## What you are asked to do
Set down, exactly as written, every line from the top of the records below to the line containing "find man's fingers", both ends included, and no others.

━━ Input for this task ━━

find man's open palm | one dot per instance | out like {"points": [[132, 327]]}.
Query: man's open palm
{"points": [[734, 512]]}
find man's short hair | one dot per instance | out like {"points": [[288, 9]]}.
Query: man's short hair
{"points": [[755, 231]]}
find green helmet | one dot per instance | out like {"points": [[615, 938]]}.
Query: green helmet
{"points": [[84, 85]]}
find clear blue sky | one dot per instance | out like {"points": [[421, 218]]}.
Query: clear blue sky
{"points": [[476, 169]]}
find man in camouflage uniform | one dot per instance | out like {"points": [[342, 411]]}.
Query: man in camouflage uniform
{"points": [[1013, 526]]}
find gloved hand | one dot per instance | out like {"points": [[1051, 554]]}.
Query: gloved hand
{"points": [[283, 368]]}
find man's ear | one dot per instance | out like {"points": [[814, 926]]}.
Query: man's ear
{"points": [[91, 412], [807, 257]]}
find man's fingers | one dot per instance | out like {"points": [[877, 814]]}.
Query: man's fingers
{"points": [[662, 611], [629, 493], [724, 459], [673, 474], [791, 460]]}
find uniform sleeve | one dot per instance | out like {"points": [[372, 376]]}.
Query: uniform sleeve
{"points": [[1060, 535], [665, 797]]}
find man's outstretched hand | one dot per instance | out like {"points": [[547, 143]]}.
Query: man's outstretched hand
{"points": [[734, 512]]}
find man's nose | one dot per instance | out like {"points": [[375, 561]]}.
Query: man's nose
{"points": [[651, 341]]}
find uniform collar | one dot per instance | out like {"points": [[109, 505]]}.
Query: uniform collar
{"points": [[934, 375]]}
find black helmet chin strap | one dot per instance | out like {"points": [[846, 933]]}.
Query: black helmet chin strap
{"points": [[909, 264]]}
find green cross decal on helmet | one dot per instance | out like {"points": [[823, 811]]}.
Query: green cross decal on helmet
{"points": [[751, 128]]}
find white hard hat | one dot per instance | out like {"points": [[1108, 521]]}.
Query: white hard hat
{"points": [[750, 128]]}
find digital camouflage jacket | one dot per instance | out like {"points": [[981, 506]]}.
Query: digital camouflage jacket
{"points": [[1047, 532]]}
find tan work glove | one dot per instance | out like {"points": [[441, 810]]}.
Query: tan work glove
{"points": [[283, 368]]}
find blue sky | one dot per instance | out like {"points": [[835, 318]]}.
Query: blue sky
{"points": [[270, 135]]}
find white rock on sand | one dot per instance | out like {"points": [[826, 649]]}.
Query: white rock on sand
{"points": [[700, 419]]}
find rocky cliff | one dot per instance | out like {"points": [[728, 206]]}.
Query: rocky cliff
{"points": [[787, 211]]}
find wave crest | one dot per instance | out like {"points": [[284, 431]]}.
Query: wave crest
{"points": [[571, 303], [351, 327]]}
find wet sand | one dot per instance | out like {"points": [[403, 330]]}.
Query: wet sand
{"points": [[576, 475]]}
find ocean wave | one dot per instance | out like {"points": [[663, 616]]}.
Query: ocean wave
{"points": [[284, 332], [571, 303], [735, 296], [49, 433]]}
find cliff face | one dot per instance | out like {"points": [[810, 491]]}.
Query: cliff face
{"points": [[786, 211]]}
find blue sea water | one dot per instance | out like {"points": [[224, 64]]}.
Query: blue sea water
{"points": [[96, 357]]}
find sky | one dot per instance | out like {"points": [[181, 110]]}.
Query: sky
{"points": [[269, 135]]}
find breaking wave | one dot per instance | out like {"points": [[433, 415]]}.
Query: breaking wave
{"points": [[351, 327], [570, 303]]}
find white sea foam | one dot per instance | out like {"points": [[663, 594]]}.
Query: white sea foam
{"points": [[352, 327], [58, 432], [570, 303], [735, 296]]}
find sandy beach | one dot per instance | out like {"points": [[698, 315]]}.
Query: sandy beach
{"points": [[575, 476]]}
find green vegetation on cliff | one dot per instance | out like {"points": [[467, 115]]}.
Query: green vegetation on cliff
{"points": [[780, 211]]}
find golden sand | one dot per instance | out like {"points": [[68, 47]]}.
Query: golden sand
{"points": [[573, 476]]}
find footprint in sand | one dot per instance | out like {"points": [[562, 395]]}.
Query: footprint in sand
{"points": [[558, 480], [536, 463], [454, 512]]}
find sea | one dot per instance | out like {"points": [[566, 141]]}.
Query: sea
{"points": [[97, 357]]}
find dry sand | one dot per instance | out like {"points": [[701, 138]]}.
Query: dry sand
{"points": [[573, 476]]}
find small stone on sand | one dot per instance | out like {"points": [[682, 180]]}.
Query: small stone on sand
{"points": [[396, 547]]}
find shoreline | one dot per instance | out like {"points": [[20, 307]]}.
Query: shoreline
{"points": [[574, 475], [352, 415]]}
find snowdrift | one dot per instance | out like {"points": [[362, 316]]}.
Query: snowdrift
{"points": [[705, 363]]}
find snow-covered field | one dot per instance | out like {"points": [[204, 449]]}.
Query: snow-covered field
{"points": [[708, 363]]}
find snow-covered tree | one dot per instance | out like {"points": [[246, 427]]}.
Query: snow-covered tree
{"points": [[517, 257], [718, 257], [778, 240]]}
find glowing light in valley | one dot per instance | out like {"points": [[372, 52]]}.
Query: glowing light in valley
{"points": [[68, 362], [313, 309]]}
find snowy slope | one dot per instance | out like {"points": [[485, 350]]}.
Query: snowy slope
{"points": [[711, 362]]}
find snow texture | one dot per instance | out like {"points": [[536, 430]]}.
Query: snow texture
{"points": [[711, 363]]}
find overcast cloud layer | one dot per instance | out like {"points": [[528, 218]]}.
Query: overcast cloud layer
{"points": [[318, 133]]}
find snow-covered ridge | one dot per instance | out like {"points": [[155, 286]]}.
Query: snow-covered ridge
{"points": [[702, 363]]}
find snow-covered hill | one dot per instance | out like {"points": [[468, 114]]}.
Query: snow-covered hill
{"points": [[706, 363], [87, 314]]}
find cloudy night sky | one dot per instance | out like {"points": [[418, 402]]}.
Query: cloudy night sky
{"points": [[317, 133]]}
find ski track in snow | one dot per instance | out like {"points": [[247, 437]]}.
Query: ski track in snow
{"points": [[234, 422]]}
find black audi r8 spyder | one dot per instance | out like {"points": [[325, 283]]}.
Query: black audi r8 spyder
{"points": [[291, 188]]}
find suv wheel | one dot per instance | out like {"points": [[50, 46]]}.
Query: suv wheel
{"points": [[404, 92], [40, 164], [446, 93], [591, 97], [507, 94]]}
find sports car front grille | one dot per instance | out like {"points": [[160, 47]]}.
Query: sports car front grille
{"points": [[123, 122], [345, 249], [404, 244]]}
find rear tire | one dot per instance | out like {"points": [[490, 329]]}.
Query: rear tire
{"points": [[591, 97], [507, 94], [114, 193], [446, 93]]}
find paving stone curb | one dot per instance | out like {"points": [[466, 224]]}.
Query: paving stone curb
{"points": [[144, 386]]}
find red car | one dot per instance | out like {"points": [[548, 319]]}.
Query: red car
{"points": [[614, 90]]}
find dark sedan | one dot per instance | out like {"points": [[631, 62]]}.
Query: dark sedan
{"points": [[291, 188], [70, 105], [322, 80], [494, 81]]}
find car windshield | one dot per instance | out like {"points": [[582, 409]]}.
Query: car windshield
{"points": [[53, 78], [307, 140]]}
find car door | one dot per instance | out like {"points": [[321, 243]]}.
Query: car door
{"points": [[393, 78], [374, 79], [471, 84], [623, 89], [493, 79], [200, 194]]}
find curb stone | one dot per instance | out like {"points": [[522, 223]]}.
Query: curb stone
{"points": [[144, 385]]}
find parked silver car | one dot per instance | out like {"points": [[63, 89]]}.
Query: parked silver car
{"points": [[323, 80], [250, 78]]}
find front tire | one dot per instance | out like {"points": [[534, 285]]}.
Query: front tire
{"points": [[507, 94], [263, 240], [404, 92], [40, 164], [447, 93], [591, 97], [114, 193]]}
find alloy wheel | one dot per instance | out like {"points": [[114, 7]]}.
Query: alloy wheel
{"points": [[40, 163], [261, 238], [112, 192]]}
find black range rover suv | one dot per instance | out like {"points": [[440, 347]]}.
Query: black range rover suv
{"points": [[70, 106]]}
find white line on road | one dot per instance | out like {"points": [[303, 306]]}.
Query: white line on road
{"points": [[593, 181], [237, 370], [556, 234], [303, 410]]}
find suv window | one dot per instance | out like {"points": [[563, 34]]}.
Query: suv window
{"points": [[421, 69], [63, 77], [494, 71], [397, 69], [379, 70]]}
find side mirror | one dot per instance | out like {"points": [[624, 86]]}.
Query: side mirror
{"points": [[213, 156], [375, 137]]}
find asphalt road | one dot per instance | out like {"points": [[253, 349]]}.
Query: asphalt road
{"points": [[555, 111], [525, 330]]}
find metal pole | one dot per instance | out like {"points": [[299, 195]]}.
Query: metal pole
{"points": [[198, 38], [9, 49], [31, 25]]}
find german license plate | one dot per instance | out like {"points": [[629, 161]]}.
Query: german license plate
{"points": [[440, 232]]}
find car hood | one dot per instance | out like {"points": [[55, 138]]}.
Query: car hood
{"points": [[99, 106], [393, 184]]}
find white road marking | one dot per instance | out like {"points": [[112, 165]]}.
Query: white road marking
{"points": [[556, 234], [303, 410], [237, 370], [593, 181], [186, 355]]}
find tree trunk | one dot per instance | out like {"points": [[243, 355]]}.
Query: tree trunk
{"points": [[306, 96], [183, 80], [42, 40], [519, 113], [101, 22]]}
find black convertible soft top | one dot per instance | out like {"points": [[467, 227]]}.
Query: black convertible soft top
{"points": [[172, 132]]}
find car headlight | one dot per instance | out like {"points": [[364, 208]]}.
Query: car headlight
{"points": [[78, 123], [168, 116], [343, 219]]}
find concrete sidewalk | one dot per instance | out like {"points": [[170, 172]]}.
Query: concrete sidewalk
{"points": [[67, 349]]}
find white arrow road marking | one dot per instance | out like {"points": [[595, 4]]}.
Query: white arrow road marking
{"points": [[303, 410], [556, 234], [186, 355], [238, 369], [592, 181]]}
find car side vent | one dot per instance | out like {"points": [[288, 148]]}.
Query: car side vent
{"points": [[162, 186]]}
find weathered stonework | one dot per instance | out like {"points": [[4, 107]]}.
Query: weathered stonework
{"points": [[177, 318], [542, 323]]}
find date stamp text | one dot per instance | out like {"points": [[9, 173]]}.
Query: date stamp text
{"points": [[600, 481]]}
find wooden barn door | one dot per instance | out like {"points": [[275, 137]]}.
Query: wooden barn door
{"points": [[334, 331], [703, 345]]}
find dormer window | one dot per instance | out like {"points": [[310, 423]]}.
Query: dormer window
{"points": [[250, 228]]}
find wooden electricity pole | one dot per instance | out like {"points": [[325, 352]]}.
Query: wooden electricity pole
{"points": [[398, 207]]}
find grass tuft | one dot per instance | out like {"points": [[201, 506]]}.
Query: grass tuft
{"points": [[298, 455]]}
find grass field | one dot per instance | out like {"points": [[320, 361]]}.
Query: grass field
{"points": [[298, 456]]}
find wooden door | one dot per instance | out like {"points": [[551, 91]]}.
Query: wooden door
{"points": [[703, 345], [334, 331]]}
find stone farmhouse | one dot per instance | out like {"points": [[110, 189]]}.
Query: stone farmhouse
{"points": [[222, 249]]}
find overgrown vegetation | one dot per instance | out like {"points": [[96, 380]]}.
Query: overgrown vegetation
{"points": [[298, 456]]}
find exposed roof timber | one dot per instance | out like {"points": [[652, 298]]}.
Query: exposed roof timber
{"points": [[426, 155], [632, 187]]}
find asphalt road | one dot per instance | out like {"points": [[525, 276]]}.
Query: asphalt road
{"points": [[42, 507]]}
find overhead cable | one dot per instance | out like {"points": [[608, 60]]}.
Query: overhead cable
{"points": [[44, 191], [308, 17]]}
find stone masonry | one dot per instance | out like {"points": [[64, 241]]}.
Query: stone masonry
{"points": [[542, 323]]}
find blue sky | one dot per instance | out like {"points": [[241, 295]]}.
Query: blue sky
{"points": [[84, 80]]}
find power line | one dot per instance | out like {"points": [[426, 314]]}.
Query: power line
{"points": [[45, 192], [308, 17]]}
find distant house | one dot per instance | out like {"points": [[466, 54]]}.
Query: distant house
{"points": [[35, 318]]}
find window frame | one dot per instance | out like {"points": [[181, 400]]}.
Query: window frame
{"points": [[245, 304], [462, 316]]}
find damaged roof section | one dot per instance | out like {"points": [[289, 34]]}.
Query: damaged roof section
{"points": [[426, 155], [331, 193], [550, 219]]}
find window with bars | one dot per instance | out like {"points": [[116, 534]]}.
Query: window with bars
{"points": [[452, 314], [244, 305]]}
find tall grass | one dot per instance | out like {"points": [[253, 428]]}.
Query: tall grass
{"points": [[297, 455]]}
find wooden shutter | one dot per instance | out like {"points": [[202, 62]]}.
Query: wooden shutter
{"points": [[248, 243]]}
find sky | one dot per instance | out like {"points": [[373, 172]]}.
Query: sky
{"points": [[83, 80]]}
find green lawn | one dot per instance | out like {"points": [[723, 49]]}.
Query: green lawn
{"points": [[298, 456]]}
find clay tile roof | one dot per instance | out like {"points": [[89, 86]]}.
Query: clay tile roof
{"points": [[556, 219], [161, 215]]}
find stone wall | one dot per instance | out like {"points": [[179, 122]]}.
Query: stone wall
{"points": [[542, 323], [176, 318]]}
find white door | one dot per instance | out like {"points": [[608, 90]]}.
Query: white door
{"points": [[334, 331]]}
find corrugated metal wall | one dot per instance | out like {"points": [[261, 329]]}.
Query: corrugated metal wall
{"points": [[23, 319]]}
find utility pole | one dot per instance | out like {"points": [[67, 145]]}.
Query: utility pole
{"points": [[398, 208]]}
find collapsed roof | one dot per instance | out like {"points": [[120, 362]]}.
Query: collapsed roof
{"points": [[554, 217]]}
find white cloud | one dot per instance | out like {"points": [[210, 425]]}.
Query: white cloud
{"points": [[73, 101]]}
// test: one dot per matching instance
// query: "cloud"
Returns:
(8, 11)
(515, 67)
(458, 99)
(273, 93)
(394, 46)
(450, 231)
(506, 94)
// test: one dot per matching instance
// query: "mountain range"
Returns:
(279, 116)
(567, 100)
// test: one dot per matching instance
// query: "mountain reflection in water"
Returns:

━━━

## Written solution
find man's open palm | one dot per instance | out like {"points": [[132, 327]]}.
Query: man's open palm
{"points": [[734, 512]]}
find man's short hair | one dot per instance | out like {"points": [[288, 9]]}.
Query: man's short hair
{"points": [[755, 231]]}
find green helmet | one dot per instance | out like {"points": [[615, 938]]}.
Query: green helmet
{"points": [[84, 85]]}
find clear blue sky | one dot per instance | out like {"points": [[421, 218]]}.
Query: clear blue sky
{"points": [[476, 169]]}
find man in camouflage uniform | one dot per instance | out like {"points": [[342, 411]]}.
Query: man in camouflage uniform
{"points": [[1013, 526]]}
find gloved hand | one dot per instance | out like {"points": [[1051, 554]]}.
Query: gloved hand
{"points": [[283, 368]]}
find man's ear | one dot per instance | out like {"points": [[814, 926]]}.
Query: man's ear
{"points": [[91, 412], [807, 257]]}
find man's fingers | one dot per instance | out like {"points": [[877, 814]]}.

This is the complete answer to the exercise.